Collected data entries:
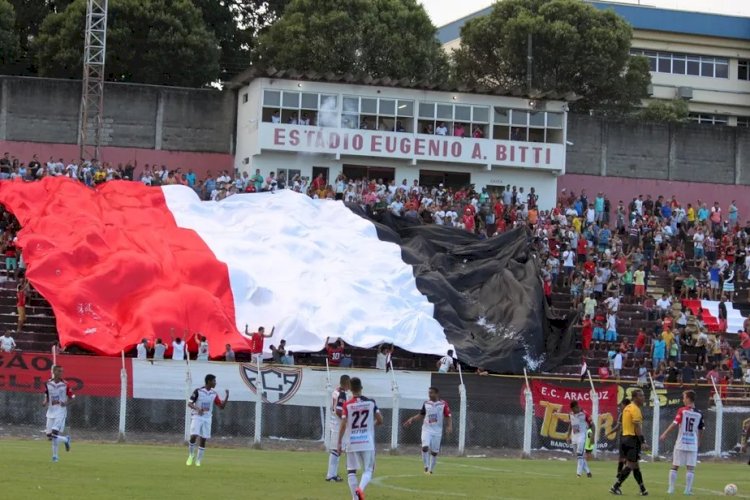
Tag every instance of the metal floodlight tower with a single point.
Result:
(92, 96)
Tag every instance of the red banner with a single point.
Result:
(89, 375)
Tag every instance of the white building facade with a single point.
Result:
(306, 127)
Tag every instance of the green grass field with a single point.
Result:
(112, 471)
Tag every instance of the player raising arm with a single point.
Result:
(359, 417)
(57, 397)
(690, 422)
(580, 423)
(632, 442)
(434, 413)
(201, 404)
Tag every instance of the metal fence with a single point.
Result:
(490, 414)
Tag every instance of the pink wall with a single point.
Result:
(621, 188)
(199, 162)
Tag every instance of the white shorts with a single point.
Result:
(200, 426)
(684, 458)
(579, 445)
(364, 460)
(56, 424)
(431, 441)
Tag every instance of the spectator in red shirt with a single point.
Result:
(587, 332)
(256, 342)
(335, 352)
(640, 343)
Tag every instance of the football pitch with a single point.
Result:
(120, 471)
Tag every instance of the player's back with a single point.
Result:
(690, 422)
(360, 423)
(57, 396)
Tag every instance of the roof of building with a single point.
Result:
(251, 74)
(647, 18)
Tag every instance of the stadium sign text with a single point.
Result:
(400, 145)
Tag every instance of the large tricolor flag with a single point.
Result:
(126, 261)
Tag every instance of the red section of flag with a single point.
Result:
(116, 268)
(87, 375)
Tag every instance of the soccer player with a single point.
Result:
(434, 413)
(201, 403)
(337, 408)
(617, 431)
(580, 423)
(690, 424)
(631, 443)
(359, 417)
(57, 396)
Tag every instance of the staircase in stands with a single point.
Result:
(39, 333)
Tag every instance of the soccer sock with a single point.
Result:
(624, 473)
(638, 478)
(366, 477)
(333, 464)
(672, 479)
(689, 481)
(353, 483)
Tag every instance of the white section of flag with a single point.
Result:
(313, 269)
(165, 380)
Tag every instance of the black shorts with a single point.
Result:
(630, 448)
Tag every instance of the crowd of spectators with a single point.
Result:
(600, 253)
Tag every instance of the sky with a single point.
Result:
(444, 11)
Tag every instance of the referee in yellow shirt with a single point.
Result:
(631, 443)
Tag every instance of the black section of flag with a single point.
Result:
(488, 294)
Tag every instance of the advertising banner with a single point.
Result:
(277, 384)
(89, 375)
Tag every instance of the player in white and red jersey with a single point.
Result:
(359, 417)
(201, 403)
(689, 421)
(435, 412)
(338, 399)
(580, 423)
(57, 396)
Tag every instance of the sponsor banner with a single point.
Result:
(89, 375)
(289, 385)
(375, 143)
(552, 408)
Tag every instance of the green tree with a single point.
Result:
(236, 25)
(575, 47)
(381, 38)
(162, 42)
(8, 36)
(675, 111)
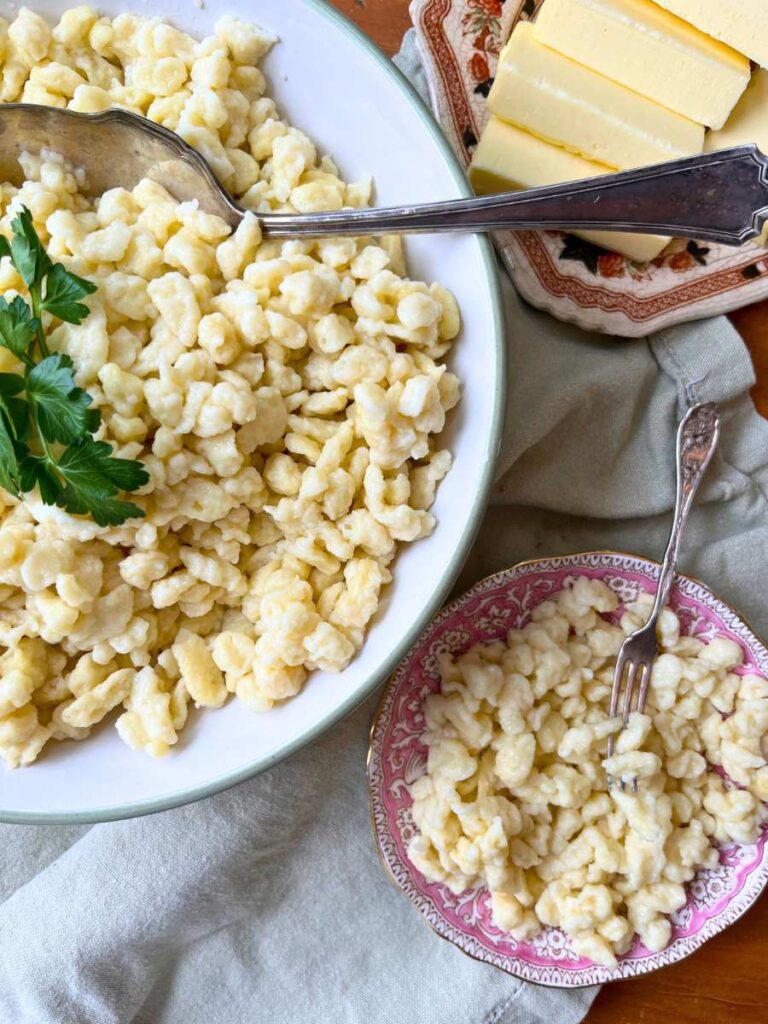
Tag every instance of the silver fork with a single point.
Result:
(696, 439)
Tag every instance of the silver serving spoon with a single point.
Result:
(718, 197)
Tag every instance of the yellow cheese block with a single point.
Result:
(740, 24)
(508, 159)
(749, 122)
(647, 49)
(547, 93)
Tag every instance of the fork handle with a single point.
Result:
(718, 197)
(696, 440)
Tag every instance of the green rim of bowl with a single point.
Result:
(453, 567)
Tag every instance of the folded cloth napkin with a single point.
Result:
(267, 904)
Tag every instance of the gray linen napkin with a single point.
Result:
(267, 904)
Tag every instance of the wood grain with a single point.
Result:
(726, 982)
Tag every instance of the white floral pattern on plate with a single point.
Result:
(397, 757)
(459, 41)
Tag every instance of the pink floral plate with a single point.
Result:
(574, 281)
(397, 758)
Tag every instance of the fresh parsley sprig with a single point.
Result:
(46, 421)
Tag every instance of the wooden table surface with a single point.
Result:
(726, 982)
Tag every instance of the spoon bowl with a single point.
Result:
(718, 197)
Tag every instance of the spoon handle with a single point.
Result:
(717, 197)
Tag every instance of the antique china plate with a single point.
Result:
(331, 81)
(459, 41)
(397, 758)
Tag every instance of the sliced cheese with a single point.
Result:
(508, 159)
(740, 24)
(647, 49)
(551, 95)
(749, 122)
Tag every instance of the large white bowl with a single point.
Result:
(332, 82)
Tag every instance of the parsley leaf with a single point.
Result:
(27, 250)
(16, 411)
(8, 462)
(62, 290)
(61, 409)
(93, 477)
(46, 421)
(17, 327)
(37, 471)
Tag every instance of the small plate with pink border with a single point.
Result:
(397, 758)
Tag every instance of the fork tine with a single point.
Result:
(631, 677)
(614, 694)
(644, 685)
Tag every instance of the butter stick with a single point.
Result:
(508, 159)
(551, 95)
(646, 48)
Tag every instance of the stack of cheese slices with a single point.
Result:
(595, 86)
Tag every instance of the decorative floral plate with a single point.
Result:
(397, 758)
(572, 280)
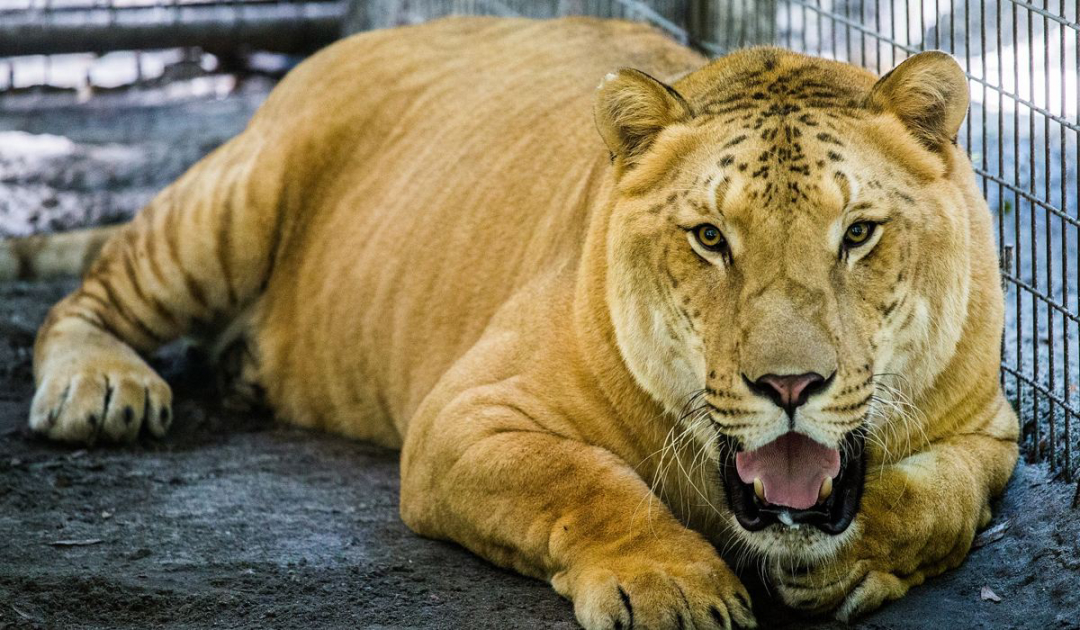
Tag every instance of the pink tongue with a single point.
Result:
(792, 468)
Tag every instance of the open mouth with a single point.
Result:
(794, 480)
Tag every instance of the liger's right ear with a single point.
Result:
(632, 108)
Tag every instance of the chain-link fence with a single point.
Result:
(1022, 132)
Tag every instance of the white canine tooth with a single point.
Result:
(759, 488)
(826, 488)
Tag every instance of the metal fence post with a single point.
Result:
(718, 26)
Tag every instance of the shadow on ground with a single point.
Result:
(239, 522)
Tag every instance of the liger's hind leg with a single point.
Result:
(193, 257)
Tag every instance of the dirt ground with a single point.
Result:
(241, 522)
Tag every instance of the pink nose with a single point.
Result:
(790, 390)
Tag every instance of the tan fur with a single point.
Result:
(52, 255)
(421, 240)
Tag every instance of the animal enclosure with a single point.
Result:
(1022, 132)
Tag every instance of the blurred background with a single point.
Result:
(104, 102)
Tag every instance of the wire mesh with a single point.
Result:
(1023, 133)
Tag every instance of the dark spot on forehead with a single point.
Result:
(827, 137)
(733, 142)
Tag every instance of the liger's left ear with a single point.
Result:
(631, 108)
(929, 93)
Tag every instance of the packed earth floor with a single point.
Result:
(237, 521)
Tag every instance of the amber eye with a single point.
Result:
(710, 237)
(859, 233)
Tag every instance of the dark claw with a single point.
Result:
(625, 602)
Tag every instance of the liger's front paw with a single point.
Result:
(629, 592)
(100, 399)
(850, 589)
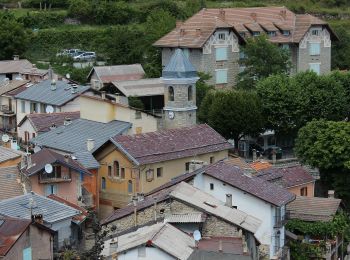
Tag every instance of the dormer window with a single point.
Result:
(271, 33)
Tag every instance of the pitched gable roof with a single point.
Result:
(42, 122)
(41, 92)
(163, 236)
(47, 156)
(313, 208)
(257, 187)
(240, 19)
(52, 211)
(171, 144)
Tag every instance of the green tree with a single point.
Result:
(290, 102)
(14, 38)
(262, 59)
(233, 114)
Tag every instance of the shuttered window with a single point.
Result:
(315, 48)
(221, 76)
(315, 67)
(221, 53)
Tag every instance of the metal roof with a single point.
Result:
(193, 196)
(41, 92)
(141, 87)
(163, 236)
(179, 66)
(52, 211)
(72, 138)
(7, 154)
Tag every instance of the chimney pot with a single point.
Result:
(228, 200)
(90, 144)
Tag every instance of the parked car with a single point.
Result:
(269, 151)
(85, 56)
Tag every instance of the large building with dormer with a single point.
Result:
(212, 40)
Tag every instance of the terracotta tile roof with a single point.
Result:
(313, 208)
(208, 20)
(234, 176)
(79, 218)
(9, 183)
(47, 156)
(43, 121)
(290, 176)
(14, 66)
(260, 165)
(10, 230)
(171, 144)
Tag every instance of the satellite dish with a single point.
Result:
(48, 168)
(5, 138)
(49, 109)
(197, 235)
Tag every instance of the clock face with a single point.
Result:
(171, 114)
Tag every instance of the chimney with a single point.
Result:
(90, 144)
(253, 16)
(103, 94)
(222, 14)
(283, 14)
(182, 32)
(331, 194)
(254, 155)
(179, 24)
(228, 202)
(67, 121)
(53, 85)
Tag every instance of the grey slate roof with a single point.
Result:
(42, 93)
(179, 66)
(52, 211)
(72, 138)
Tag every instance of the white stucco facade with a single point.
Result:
(249, 204)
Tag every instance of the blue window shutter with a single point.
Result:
(27, 253)
(221, 53)
(315, 48)
(221, 76)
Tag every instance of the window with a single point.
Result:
(221, 76)
(222, 36)
(315, 67)
(109, 171)
(138, 115)
(171, 93)
(141, 251)
(130, 186)
(159, 172)
(190, 93)
(212, 159)
(221, 53)
(103, 183)
(303, 191)
(314, 48)
(33, 108)
(187, 166)
(150, 175)
(116, 169)
(23, 106)
(315, 32)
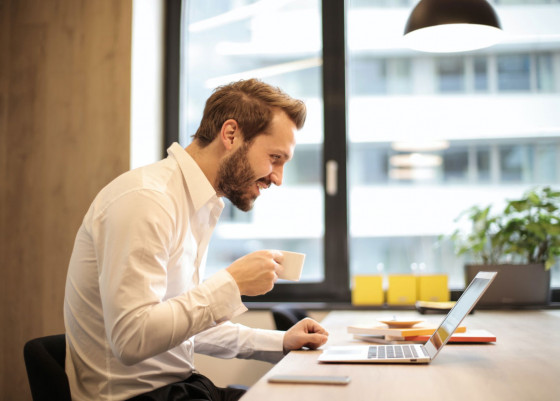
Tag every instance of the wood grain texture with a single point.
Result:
(64, 134)
(519, 366)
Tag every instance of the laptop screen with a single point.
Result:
(464, 305)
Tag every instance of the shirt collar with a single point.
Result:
(200, 189)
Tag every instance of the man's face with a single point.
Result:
(251, 168)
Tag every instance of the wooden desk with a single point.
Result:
(523, 364)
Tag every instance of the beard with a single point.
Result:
(236, 179)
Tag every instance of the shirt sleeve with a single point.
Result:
(229, 340)
(133, 237)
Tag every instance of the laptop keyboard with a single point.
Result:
(391, 351)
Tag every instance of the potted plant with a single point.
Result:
(522, 243)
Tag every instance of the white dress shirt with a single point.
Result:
(134, 297)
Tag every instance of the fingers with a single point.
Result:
(306, 333)
(311, 326)
(316, 340)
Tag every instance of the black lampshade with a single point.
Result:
(452, 25)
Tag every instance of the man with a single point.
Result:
(135, 307)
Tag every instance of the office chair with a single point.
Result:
(285, 316)
(44, 361)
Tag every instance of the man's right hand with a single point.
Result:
(256, 273)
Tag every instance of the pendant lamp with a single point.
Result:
(452, 26)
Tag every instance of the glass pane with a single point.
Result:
(224, 41)
(472, 128)
(514, 72)
(480, 74)
(451, 73)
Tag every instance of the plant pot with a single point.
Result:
(515, 285)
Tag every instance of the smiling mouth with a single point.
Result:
(261, 184)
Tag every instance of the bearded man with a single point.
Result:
(136, 308)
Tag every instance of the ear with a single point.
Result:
(229, 133)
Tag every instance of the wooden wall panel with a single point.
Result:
(64, 134)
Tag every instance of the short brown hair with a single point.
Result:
(250, 103)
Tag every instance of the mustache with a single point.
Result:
(265, 181)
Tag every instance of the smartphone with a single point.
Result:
(309, 379)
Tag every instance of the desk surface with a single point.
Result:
(523, 364)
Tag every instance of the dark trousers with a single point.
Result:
(195, 388)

Task item: Set the pictures aside and retype exactly the lines above from the line with "Tag every instance of the fork handle" to the line with "Tag every instance of the pink tongue", both included, adding no others.

Answer section:
Tag every instance of the fork handle with a single point.
Result:
(718, 197)
(696, 440)
Tag every instance of the green rim of bowl with a single point.
Result:
(453, 567)
Tag every instance of the folded cloth napkin with a single point.
Result:
(267, 904)
Tag every instance of the gray linen napkin with a single point.
Result:
(267, 904)
Tag every instance of the wood grain with a single point.
Result:
(726, 982)
Tag every instance of the white floral pattern on plate with a single point.
Result:
(397, 757)
(459, 41)
Tag every instance of the pink floral plate with a single point.
Result:
(574, 281)
(397, 758)
Tag every instance of the fresh parsley sprig with a single point.
Result:
(46, 421)
Tag every instance of the wooden table surface with a single point.
Result:
(726, 982)
Tag every instance of the spoon bowl with a single point.
Result:
(718, 197)
Tag every instance of the spoon handle with a single point.
Result:
(717, 197)
Tag every instance of the antique china plate with a single point.
Result:
(331, 81)
(459, 41)
(397, 758)
Tag every instance of the sliced cheese with a single point.
Result:
(508, 159)
(740, 24)
(647, 49)
(551, 95)
(749, 122)
Tag every instance of the large white bowl with a single point.
Result:
(332, 82)
Tag every instance of the parsley leaf with a single point.
Result:
(27, 250)
(16, 411)
(8, 462)
(62, 290)
(61, 409)
(93, 477)
(46, 421)
(17, 327)
(37, 471)
Tag every instance of the small plate with pink border with a single point.
Result:
(397, 758)
Tag every instance of the fork tine with a single point.
Result:
(631, 677)
(614, 694)
(644, 685)
Tag every instance of the butter stick with a single point.
Result:
(508, 159)
(551, 95)
(646, 48)
Tag every instance of the stack of cheese slices with a single point.
Result:
(595, 86)
Tag every instance of the decorative floral plate with a single point.
Result:
(397, 758)
(572, 280)
Tag every instance of the pink tongue with a single point.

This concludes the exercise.